● WHAT NEEDS TO BE DONE
Find each line in the rows below that contains the string "tree" and copy it out. Case counts.

● Photo object pointing rows
BEGIN

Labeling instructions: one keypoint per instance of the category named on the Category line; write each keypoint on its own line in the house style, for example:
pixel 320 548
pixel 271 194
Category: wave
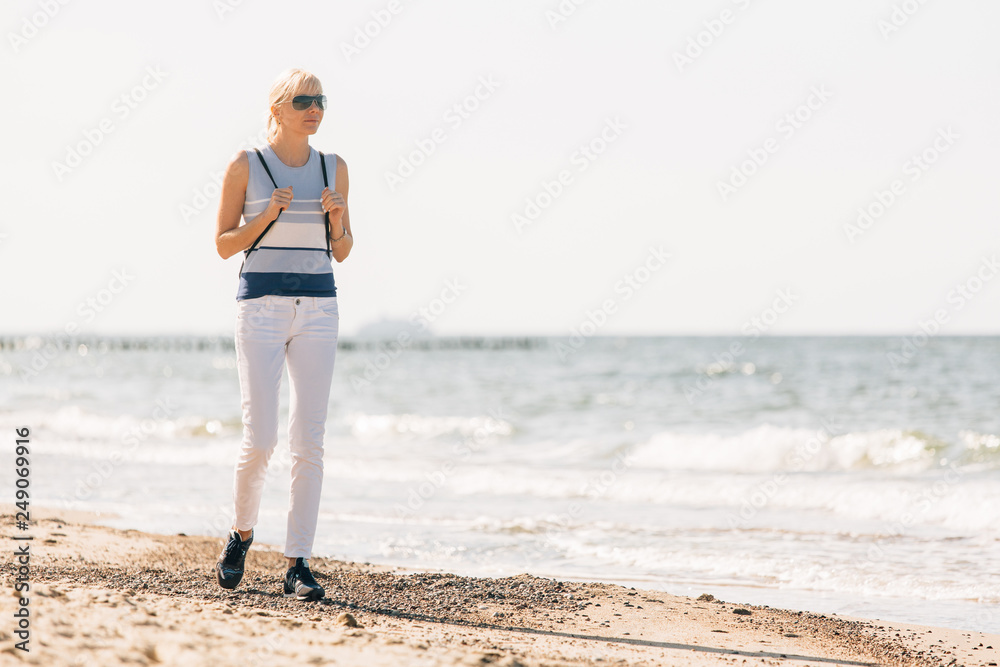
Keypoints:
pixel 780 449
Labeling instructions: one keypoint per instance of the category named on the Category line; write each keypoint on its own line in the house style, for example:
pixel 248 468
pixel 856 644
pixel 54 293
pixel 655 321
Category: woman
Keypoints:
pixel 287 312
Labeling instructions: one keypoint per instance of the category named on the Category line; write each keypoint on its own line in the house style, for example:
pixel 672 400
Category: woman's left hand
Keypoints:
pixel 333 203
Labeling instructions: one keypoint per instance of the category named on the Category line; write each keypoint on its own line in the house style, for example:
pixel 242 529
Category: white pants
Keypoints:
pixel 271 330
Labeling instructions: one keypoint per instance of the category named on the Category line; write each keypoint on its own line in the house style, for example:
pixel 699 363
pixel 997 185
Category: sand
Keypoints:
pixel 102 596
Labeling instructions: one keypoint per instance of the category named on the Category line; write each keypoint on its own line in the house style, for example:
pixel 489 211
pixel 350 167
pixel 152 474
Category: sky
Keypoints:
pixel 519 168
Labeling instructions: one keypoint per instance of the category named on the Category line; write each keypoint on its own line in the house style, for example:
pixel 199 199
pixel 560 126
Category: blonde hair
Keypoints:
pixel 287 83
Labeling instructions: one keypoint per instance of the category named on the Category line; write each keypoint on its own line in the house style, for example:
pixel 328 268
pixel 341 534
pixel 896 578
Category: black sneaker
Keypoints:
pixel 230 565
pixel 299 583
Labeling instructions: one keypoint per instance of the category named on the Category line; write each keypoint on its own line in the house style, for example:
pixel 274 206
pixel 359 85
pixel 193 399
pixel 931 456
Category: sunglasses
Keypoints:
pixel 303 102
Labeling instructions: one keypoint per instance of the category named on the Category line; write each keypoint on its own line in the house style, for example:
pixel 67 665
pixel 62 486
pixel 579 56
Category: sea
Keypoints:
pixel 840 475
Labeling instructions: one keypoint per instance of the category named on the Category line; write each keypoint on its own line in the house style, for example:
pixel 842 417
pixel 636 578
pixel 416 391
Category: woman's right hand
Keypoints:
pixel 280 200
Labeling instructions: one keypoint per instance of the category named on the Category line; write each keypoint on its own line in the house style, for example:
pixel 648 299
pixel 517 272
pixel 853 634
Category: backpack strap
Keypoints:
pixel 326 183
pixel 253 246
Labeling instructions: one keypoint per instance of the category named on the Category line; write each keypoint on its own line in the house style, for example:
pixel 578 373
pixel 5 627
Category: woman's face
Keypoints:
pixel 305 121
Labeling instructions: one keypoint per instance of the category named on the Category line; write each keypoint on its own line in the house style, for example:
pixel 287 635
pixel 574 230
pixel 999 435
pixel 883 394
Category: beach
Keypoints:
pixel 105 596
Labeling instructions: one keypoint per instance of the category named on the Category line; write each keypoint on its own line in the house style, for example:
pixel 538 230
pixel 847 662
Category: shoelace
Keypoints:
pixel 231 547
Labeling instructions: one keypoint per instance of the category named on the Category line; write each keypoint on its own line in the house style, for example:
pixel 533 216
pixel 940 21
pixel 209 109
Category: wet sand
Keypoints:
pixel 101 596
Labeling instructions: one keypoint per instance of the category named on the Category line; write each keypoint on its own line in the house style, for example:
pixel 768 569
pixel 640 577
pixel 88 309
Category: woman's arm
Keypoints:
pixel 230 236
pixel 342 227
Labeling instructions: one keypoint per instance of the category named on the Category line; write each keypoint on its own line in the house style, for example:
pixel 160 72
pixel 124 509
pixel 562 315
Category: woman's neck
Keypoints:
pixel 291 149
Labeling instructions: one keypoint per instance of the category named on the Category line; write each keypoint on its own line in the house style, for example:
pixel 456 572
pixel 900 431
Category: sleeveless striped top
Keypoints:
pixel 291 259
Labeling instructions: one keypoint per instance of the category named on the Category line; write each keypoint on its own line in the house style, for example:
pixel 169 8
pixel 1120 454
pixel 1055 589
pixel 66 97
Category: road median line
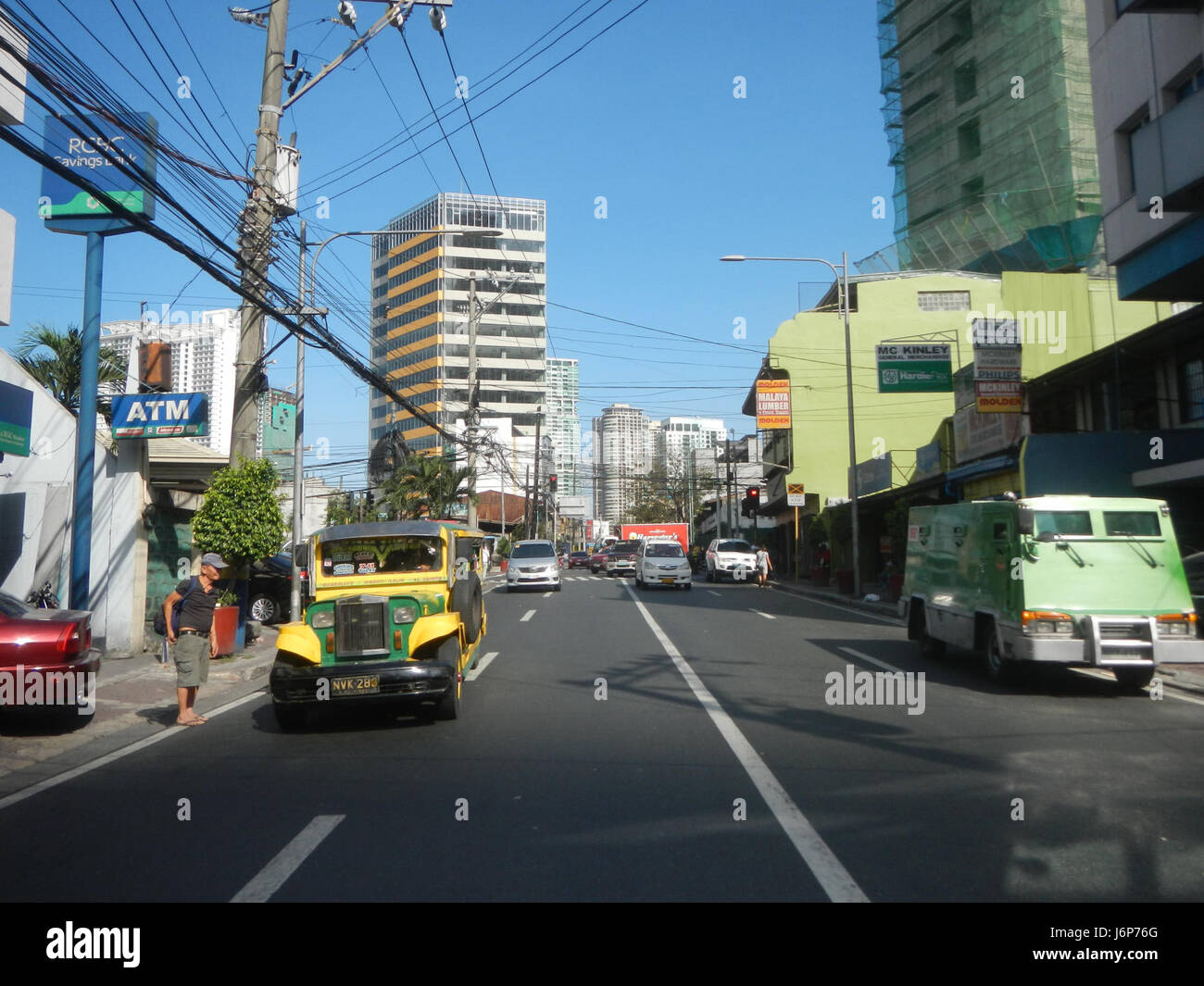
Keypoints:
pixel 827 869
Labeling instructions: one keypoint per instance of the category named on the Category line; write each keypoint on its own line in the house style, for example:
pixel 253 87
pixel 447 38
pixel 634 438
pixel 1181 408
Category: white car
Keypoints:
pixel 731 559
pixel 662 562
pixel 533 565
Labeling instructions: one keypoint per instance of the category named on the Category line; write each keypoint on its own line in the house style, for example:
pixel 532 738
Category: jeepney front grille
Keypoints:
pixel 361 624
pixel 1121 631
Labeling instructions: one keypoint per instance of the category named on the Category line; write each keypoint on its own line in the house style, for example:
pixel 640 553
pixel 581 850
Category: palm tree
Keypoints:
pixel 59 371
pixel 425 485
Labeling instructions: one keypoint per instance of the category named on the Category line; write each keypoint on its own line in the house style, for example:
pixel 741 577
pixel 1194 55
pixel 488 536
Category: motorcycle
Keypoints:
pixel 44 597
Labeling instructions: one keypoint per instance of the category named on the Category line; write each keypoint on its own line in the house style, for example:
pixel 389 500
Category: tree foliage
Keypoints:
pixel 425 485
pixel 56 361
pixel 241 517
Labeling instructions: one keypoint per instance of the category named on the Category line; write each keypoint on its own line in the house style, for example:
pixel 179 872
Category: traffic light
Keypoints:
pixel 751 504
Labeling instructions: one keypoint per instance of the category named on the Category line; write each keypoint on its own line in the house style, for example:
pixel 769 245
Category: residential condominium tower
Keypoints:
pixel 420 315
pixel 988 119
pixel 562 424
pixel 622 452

END
BEGIN

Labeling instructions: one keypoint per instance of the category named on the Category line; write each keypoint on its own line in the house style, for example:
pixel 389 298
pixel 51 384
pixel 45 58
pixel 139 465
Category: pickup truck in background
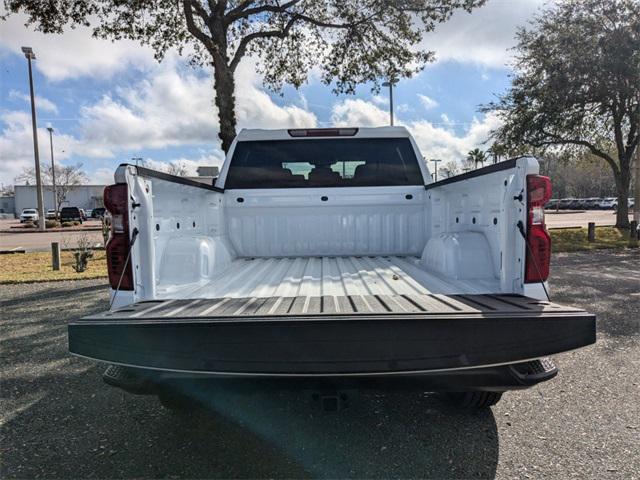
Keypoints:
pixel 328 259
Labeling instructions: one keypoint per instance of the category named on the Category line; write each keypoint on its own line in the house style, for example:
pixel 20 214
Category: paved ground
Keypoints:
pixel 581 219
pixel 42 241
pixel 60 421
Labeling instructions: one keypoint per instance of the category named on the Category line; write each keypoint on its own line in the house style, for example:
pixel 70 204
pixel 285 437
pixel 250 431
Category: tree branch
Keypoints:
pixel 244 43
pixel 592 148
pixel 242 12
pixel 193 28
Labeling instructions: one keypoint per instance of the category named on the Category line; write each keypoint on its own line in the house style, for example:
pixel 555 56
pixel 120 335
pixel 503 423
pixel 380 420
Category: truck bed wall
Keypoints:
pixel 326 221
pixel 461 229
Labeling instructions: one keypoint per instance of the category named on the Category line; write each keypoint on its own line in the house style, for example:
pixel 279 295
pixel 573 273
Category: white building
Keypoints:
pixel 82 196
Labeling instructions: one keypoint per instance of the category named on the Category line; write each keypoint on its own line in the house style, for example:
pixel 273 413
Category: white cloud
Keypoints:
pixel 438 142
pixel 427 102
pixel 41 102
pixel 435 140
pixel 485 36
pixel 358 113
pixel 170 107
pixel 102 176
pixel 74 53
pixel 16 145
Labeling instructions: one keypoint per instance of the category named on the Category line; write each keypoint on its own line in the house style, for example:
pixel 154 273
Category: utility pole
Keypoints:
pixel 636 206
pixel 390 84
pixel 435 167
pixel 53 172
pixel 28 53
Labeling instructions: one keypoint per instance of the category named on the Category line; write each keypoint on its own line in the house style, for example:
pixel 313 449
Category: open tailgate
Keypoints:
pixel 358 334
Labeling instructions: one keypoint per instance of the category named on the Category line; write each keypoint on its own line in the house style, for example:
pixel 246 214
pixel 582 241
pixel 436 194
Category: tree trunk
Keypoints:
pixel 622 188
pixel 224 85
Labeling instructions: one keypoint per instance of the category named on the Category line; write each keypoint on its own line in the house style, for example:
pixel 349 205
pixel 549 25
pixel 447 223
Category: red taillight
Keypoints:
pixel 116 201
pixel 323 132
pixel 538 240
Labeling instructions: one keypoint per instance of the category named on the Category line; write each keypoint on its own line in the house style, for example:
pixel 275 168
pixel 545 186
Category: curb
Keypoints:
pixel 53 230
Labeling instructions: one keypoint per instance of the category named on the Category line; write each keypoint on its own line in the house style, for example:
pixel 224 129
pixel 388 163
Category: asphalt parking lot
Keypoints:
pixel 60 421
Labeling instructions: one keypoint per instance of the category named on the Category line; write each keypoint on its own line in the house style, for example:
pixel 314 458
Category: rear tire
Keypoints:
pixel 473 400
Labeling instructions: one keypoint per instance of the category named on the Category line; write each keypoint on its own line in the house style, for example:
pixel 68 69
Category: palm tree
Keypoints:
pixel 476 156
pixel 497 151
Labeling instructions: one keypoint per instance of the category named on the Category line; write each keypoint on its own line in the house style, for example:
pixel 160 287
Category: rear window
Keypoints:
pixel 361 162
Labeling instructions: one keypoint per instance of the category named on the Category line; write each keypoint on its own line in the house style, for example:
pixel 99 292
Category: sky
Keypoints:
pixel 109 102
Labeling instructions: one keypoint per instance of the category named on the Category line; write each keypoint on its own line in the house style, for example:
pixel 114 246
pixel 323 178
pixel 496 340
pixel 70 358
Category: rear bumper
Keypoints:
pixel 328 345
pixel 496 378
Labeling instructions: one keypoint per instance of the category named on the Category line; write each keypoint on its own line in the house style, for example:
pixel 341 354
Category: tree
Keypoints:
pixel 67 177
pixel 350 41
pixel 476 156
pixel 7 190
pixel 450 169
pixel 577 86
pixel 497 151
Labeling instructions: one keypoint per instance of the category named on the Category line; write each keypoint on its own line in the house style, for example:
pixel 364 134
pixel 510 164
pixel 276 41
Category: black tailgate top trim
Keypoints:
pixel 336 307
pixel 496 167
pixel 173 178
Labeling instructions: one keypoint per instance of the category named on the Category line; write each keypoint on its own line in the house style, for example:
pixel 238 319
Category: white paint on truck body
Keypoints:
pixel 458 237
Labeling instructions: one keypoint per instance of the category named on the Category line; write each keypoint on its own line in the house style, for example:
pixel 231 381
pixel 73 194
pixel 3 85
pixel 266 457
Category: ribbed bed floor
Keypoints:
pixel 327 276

END

● SOLUTION
Category: palm tree
Category: tree foliage
Category: tree branch
Category: tree trunk
Category: palm tree
Category: tree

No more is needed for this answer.